### Texto proporcionado

Ya tenemos nuevo drama nacional. Araceli se vacunó y le dio gracias a Dios por hacerlo. Una señora de casi cien años que ha vivido más Españas de las que caben en la mente enferma de Pablo Iglesias (que créanme, son muchas), tuvo la osadía de utilizar una expresión del acervo popular en agradecimiento por seguir con vida.

Ignoro si esta buena señora de Guadalajara es una ferviente devota de Cristo. Quizás no sea más que cristiana por accidente, como lo somos muchos españoles. O tal vez vaya a misa una vez al día y rece el Ángelus a las 6 de la mañana cuando aún no están puestas las calles. Es igual. Si una señora de cien años, o un niño de siete, quieren darle gracias a su Dios por algo tan trascendental como ser inmunes a una pandemia global, o algo tan banal como emparejar calcetines en tiempo récord, están en su perfecto derecho de hacerlo sin ser juzgados por ningún creyente del zodiaco con ínfulas salvador mundano.

### Objetivo del ejercicio
Actualiza el fragmento del texto sobre la vacunación de Araceli que empieza en "Ya tenemos nuevo" y termina en "seguir con vida.", sustituyendo "drama nacional" por "escándalo nacional".

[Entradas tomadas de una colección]
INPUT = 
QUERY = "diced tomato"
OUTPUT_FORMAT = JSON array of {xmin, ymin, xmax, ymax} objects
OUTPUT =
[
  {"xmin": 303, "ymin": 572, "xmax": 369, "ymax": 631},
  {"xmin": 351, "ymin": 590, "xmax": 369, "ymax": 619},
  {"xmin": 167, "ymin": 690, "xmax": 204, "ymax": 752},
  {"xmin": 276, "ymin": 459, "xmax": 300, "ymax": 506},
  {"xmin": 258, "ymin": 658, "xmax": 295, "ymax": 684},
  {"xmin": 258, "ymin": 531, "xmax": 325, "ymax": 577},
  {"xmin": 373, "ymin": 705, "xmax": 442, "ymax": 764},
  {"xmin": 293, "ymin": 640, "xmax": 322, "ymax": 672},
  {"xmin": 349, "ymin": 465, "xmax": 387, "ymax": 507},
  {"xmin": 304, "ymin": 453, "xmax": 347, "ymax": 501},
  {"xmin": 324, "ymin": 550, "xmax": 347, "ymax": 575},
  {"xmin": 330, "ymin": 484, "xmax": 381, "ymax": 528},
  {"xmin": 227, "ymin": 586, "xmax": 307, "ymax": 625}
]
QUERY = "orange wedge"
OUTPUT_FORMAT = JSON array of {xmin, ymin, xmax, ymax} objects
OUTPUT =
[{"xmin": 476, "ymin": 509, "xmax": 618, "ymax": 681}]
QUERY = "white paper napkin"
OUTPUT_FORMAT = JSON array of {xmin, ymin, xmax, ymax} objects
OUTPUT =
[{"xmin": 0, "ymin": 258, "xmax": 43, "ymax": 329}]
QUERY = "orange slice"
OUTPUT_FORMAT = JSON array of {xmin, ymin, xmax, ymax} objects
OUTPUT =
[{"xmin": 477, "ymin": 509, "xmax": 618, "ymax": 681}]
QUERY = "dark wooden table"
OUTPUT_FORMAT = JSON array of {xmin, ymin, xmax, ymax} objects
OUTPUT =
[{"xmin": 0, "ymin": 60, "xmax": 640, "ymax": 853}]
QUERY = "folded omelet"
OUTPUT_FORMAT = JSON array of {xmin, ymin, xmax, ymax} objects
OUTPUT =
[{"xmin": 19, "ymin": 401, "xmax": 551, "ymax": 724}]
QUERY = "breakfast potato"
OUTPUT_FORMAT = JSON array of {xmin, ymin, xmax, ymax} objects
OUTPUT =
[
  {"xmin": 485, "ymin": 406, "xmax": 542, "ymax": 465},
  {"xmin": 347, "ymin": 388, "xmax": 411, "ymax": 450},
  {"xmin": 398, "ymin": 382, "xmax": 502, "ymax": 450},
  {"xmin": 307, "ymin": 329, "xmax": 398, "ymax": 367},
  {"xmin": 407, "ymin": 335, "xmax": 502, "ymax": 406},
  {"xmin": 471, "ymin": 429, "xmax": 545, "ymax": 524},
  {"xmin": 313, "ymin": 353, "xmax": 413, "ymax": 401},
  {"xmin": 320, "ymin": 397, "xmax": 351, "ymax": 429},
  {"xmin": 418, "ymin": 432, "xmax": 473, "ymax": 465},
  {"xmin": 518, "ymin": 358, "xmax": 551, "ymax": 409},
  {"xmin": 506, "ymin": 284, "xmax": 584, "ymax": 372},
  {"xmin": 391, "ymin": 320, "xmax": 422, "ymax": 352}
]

### Solución del ejercicio
Ya tenemos nuevo escándalo nacional. Araceli se vacunó y le dio gracias a Dios por hacerlo. Una señora de casi cien años que ha vivido más Españas de las que caben en la mente enferma de Pablo Iglesias (que créanme, son muchas), tuvo la osadía de utilizar una expresión del acervo popular en agradecimiento por seguir con vida.